Ex-Generalinspekteur der Bundeswehr Harald Kujat bezeichnet die derzeitige Debatte über die Entlassung von Generalinspekteur Wolfgang Schneiderhan als "völlig ungewöhnlich und auch schädlich", um das "Vertrauen der Soldaten in die politische Führung zu erhalten".

Harald Kujat im Gespräch mit Bettina Klein |
    Bettina Klein: Die Umstände der Entlassung zweier hochrangiger Mitarbeiter des Verteidigungsministeriums, um es einmal so zu formulieren, entwickeln sich im Augenblick zur Kernfrage der Debatte rund um die Luftschläge in Kundus. Der Minister hatte sich unzureichend informiert, in jedem Falle falsch beraten gefühlt, und der so beschuldigte entlassene Generalinspekteur geht nun via Medien zum Gegenangriff über und nennt das ehrenrührig.

    Am Telefon begrüße ich General a.D. Harald Kujat. Er ist der Vorgänger von Wolfgang Schneiderhan im Amt des Generalinspekteurs. Guten Tag, Herr Kujat.
################
Gib aus dem Gespräch mit Harald Kujat den Abschnitt von „Harald Kujat im“ bis „nennt das ehrenrührig.“ wortgetreu wieder. Die Daten stehen in keinem Zusammenhang mit dem Gespräch mit Harald Kujat.

Gespeicherte Daten:
################
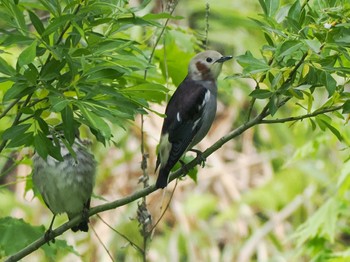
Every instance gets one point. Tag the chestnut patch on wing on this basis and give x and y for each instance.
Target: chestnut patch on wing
(203, 69)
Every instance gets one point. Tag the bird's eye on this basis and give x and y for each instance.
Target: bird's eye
(209, 60)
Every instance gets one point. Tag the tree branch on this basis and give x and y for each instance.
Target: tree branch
(297, 118)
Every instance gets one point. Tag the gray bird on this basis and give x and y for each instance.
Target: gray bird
(190, 112)
(66, 186)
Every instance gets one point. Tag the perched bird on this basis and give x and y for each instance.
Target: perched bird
(190, 112)
(66, 186)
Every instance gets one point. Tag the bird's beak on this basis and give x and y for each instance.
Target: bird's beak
(223, 59)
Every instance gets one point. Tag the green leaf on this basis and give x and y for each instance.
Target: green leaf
(58, 103)
(28, 55)
(57, 23)
(15, 131)
(38, 25)
(324, 122)
(346, 107)
(43, 125)
(18, 90)
(16, 234)
(261, 94)
(95, 121)
(6, 69)
(68, 124)
(288, 48)
(272, 7)
(322, 223)
(152, 16)
(150, 91)
(41, 143)
(329, 83)
(252, 65)
(25, 139)
(314, 45)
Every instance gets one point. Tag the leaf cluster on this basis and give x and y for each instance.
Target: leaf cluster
(76, 67)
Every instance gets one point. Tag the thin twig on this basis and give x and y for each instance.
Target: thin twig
(134, 245)
(101, 242)
(9, 107)
(298, 118)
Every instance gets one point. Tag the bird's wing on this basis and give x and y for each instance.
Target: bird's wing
(183, 117)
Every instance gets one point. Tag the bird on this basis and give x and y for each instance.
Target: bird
(190, 112)
(66, 186)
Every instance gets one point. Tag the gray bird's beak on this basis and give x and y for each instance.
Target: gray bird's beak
(224, 58)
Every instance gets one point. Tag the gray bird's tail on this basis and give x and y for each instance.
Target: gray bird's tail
(162, 179)
(83, 226)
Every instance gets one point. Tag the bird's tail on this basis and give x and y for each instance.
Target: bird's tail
(162, 180)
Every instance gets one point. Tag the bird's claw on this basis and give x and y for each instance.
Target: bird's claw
(184, 168)
(199, 155)
(49, 237)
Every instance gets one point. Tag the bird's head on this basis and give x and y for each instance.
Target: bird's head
(206, 65)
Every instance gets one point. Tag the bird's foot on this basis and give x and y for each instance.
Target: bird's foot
(183, 167)
(200, 155)
(49, 236)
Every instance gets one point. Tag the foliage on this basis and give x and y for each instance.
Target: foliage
(80, 65)
(79, 68)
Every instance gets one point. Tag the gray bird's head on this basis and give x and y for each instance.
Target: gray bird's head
(206, 65)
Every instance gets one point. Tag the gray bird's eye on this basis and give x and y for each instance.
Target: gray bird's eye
(209, 60)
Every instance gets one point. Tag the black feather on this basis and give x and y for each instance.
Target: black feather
(187, 101)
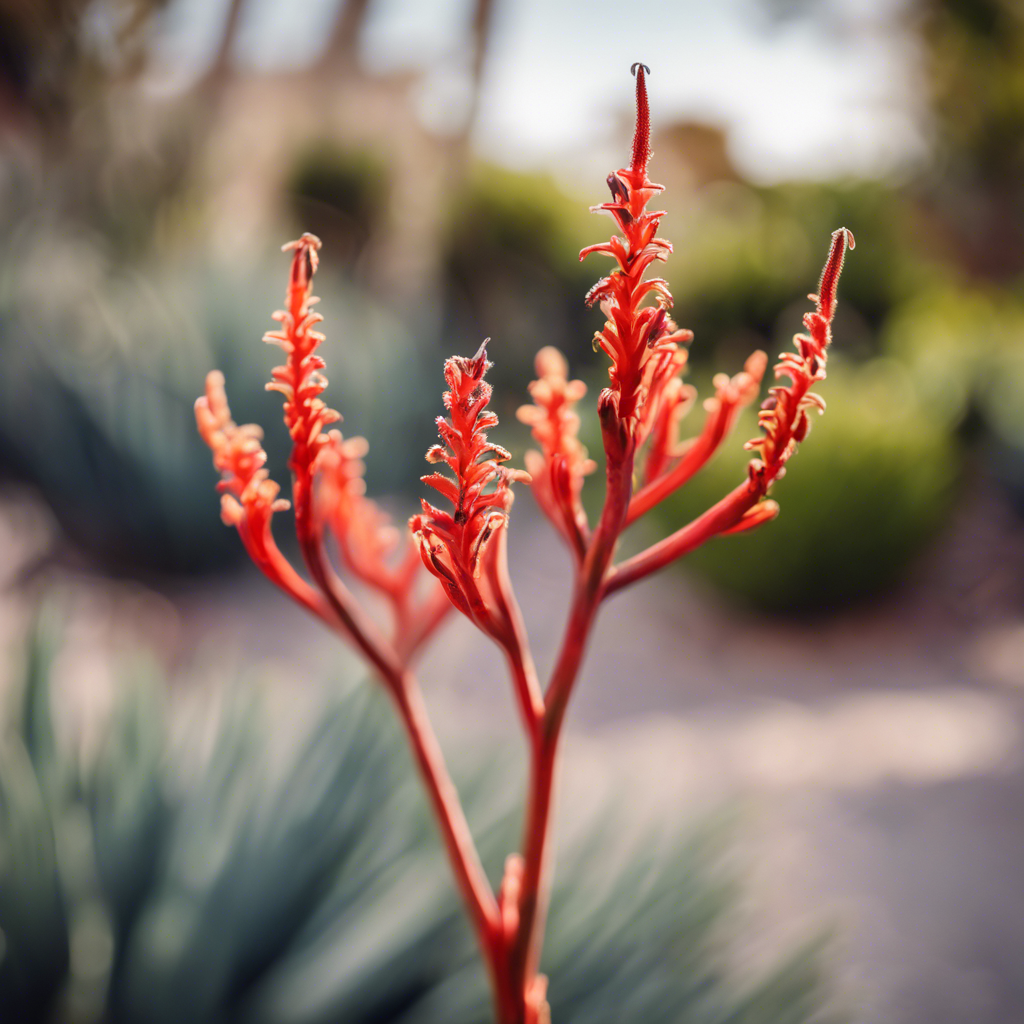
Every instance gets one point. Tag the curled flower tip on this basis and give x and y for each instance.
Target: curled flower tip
(306, 260)
(641, 137)
(456, 546)
(842, 238)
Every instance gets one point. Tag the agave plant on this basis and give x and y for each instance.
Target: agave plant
(150, 881)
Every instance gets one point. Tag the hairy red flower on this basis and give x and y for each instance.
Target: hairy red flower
(249, 497)
(784, 415)
(300, 380)
(558, 469)
(641, 341)
(458, 547)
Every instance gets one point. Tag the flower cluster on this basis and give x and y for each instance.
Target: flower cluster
(464, 548)
(558, 469)
(784, 416)
(300, 380)
(328, 489)
(641, 341)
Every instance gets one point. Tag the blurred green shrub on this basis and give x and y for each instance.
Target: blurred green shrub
(965, 347)
(227, 876)
(744, 255)
(862, 497)
(340, 195)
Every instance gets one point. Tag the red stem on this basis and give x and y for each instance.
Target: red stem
(718, 518)
(589, 592)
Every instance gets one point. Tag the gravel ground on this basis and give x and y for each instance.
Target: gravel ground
(877, 758)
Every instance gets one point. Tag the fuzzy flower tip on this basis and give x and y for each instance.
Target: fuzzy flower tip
(457, 546)
(247, 491)
(558, 469)
(641, 340)
(367, 538)
(300, 380)
(784, 417)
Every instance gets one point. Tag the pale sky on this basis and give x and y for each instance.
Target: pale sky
(798, 100)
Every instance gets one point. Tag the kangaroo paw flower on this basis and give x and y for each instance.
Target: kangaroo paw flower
(461, 547)
(300, 380)
(784, 415)
(558, 469)
(249, 497)
(641, 341)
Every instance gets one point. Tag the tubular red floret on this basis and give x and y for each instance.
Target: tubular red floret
(459, 547)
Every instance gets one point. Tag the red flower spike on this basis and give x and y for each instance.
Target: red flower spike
(300, 379)
(558, 469)
(249, 497)
(731, 395)
(641, 137)
(784, 415)
(461, 548)
(785, 421)
(641, 341)
(367, 539)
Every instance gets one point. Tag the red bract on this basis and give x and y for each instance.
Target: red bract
(465, 547)
(457, 546)
(641, 341)
(558, 469)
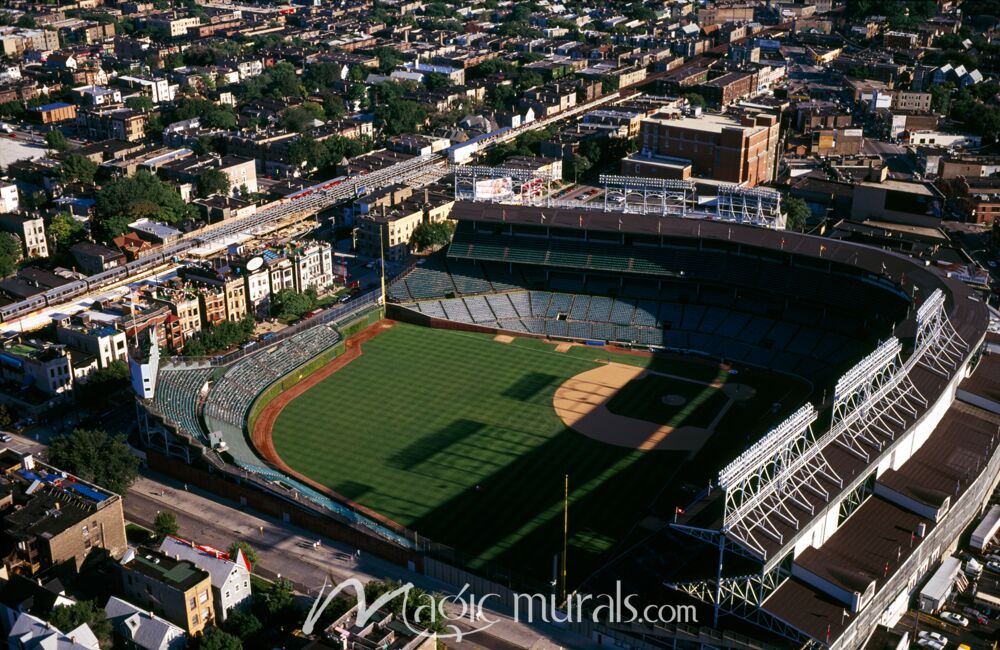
################
* [Erwartete Ausgabe]:
Harald Kujat im Gespräch mit Bettina Klein |
    Bettina Klein: Die Umstände der Entlassung zweier hochrangiger Mitarbeiter des Verteidigungsministeriums, um es einmal so zu formulieren, entwickeln sich im Augenblick zur Kernfrage der Debatte rund um die Luftschläge in Kundus. Der Minister hatte sich unzureichend informiert, in jedem Falle falsch beraten gefühlt, und der so beschuldigte entlassene Generalinspekteur geht nun via Medien zum Gegenangriff über und nennt das ehrenrührig.